>> START
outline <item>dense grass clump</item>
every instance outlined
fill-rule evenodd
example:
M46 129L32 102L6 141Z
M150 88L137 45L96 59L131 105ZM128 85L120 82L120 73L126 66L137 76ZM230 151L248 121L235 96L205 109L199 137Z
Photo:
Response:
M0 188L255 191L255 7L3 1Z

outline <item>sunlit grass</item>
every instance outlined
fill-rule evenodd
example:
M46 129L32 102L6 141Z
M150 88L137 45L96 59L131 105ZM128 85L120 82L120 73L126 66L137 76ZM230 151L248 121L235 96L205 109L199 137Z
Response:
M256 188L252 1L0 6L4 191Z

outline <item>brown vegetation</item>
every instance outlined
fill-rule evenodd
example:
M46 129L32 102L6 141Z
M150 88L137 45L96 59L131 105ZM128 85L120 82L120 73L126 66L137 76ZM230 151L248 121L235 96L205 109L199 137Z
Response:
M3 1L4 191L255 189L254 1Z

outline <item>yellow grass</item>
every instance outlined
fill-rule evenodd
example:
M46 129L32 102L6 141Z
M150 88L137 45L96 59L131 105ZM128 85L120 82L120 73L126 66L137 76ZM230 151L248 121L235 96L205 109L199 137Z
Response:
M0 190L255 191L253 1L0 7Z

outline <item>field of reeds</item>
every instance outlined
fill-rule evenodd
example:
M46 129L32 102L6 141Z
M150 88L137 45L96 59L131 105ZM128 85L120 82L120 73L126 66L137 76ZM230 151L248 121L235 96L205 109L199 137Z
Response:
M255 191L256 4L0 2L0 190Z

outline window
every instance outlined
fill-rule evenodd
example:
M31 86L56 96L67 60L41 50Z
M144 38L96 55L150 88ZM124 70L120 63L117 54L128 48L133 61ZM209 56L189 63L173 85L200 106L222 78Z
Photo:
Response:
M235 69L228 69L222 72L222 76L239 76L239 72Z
>> END
Render every line of the material above as a JSON list of strings, one string per line, omitting the blank lines.

* Worked answer *
[
  "outline <item>dense grass clump</item>",
  "every instance outlined",
  "fill-rule evenodd",
  "example:",
  "M46 129L32 102L6 141Z",
  "M150 88L137 45L96 59L131 105ZM128 85L120 82L120 73L126 66L137 76ZM230 151L248 121L235 96L205 109L199 137Z",
  "Photo:",
  "Response:",
  "M0 188L255 191L255 7L3 1Z",
  "outline <item>sunlit grass</item>",
  "every instance outlined",
  "fill-rule evenodd",
  "example:",
  "M46 129L32 102L6 141Z",
  "M150 88L137 45L96 59L131 105ZM128 85L120 82L120 73L126 66L137 76ZM230 151L248 121L235 96L205 109L199 137Z",
  "Response:",
  "M256 188L252 1L0 6L4 191Z",
  "outline <item>brown vegetation</item>",
  "every instance outlined",
  "fill-rule evenodd",
  "example:",
  "M46 129L32 102L6 141Z",
  "M150 88L137 45L96 59L131 105ZM128 85L120 82L120 73L126 66L137 76ZM230 151L248 121L235 96L205 109L199 137Z",
  "Response:",
  "M3 1L4 191L255 189L254 1Z",
  "outline <item>yellow grass</item>",
  "every instance outlined",
  "fill-rule evenodd",
  "example:",
  "M46 129L32 102L6 141Z",
  "M150 88L137 45L96 59L131 105ZM128 85L120 82L120 73L126 66L137 76ZM230 151L248 121L235 96L205 109L199 137Z",
  "Response:",
  "M0 190L255 191L253 1L0 7Z",
  "outline <item>field of reeds</item>",
  "every instance outlined",
  "fill-rule evenodd",
  "example:",
  "M46 129L32 102L6 141Z",
  "M150 88L137 45L96 59L131 105ZM128 85L120 82L120 73L126 66L137 76ZM230 151L248 121L235 96L205 109L199 137Z",
  "Response:",
  "M255 191L256 4L0 2L0 190Z",
  "outline window",
  "every instance outlined",
  "fill-rule evenodd",
  "example:",
  "M31 86L56 96L67 60L41 50Z",
  "M144 38L96 55L150 88ZM124 70L120 63L117 54L128 48L133 61ZM209 56L189 63L173 85L200 106L222 78Z",
  "Photo:",
  "Response:",
  "M235 69L228 69L222 72L222 76L239 76L239 72Z"
]